[RECORDS TO USE Boundary: Start]

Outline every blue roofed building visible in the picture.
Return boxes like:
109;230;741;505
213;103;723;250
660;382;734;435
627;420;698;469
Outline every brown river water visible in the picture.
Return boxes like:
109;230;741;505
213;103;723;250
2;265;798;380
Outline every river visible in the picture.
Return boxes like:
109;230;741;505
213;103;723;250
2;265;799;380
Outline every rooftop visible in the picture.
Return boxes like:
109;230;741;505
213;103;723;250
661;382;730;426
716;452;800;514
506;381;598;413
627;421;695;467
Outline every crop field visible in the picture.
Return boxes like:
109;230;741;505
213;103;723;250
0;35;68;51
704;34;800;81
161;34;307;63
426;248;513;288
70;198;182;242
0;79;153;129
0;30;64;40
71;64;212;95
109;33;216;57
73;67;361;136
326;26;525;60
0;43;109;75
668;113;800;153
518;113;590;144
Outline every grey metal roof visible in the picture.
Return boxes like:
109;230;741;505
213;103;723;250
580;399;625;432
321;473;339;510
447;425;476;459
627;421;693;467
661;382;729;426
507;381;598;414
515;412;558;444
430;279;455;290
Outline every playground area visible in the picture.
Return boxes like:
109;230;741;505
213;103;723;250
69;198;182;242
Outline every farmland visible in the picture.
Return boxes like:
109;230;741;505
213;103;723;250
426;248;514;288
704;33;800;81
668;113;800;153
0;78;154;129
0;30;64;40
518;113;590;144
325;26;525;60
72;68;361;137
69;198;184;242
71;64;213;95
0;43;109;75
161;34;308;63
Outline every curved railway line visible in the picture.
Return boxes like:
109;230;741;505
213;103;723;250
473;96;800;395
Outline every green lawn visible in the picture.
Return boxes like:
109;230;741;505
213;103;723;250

[RECORDS TO USE Boundary: End]

* **PROBLEM DETAILS**
Extract each line holding the word "river" from the records.

* **SOLUTION FOR THIS EXERCISE**
Outline every brown river water visible in the picture.
Outline every river visible in the picture.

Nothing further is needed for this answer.